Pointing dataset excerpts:
-=-=-

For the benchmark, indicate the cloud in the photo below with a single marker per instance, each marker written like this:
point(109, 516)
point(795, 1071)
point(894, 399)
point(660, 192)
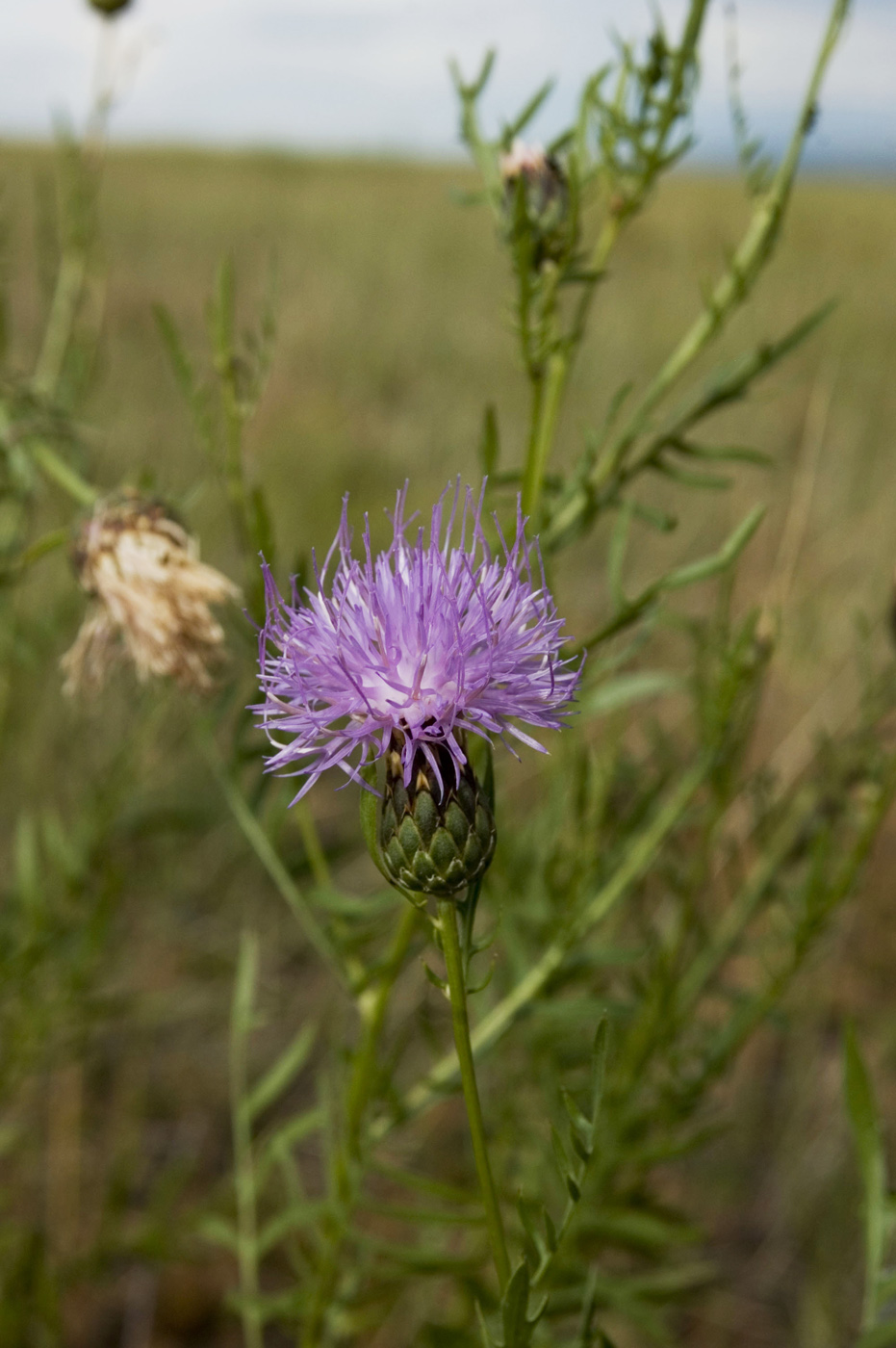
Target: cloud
point(372, 73)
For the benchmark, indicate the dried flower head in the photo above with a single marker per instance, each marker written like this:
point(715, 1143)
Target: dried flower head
point(535, 199)
point(407, 653)
point(151, 597)
point(525, 161)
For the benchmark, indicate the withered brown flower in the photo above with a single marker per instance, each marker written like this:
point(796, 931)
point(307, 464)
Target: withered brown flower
point(151, 599)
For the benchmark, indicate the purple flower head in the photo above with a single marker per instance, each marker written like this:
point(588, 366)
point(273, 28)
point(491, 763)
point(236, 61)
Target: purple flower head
point(424, 642)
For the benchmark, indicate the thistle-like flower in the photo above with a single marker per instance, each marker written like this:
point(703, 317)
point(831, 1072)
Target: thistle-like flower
point(151, 599)
point(403, 656)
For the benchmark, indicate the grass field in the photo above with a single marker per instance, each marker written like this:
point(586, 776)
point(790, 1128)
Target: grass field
point(394, 333)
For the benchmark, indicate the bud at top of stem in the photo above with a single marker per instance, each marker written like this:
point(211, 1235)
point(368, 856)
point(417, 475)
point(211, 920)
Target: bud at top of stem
point(437, 833)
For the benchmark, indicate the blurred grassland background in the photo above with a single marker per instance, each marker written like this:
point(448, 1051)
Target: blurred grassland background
point(388, 350)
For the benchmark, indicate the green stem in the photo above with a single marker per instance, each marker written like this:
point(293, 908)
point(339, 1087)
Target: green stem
point(461, 1024)
point(244, 1163)
point(499, 1020)
point(372, 1006)
point(730, 293)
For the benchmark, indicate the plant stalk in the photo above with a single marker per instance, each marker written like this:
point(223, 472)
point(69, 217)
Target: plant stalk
point(461, 1024)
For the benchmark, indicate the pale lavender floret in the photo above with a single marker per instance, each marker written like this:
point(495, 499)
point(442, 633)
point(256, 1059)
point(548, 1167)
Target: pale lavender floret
point(428, 639)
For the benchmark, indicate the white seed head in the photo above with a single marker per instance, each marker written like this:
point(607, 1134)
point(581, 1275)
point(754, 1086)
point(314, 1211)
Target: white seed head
point(151, 597)
point(527, 161)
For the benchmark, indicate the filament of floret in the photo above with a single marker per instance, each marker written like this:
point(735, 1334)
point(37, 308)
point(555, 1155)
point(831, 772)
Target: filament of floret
point(427, 639)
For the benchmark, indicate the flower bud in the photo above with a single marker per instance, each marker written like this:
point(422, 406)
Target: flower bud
point(434, 838)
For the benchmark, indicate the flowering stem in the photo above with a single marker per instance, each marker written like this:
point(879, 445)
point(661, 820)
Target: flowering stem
point(635, 865)
point(244, 1165)
point(372, 1006)
point(457, 991)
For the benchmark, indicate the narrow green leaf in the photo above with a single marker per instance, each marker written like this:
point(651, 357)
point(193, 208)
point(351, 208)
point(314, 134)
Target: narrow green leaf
point(370, 808)
point(219, 1232)
point(531, 108)
point(282, 1075)
point(286, 1223)
point(550, 1232)
point(559, 1154)
point(882, 1336)
point(181, 364)
point(866, 1135)
point(599, 1067)
point(628, 689)
point(489, 444)
point(434, 979)
point(222, 316)
point(27, 862)
point(728, 553)
point(485, 1335)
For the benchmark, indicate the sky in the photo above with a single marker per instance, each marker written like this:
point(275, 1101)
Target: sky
point(372, 74)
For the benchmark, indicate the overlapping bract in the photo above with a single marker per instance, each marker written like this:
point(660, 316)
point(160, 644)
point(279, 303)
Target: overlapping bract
point(426, 642)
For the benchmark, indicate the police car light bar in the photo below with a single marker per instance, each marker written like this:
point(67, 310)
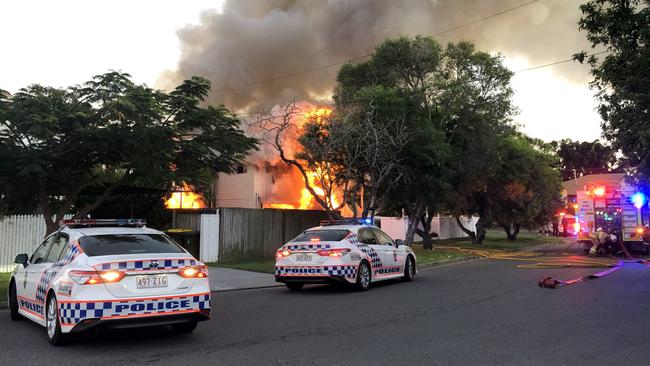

-=-=-

■ Your instructions: Arrange as a numbered list the lines of the entries above, beginning at the line that contains "For the benchmark, indicate the purple" and stopping after the line that contains "point(394, 333)". Leave out any blank lines.

■ Response to the task:
1. For the benchmark, indicate the purple flower head in the photo above with a single marker per instance, each marker written like this:
2. point(588, 366)
3. point(273, 28)
4. point(491, 763)
5. point(236, 61)
6. Target: purple flower head
7. point(424, 642)
8. For the benchmark, indicate the thistle-like flower in the photo above with a single marker per instance, each marker written like this:
9. point(703, 317)
10. point(831, 1072)
11. Target: thistle-like flower
12. point(151, 599)
13. point(403, 656)
14. For the benchmark, indicate the grass field in the photo above with a single marker per instance, each marker written like this:
15. point(586, 776)
16. point(790, 1128)
17. Target: grass field
18. point(394, 333)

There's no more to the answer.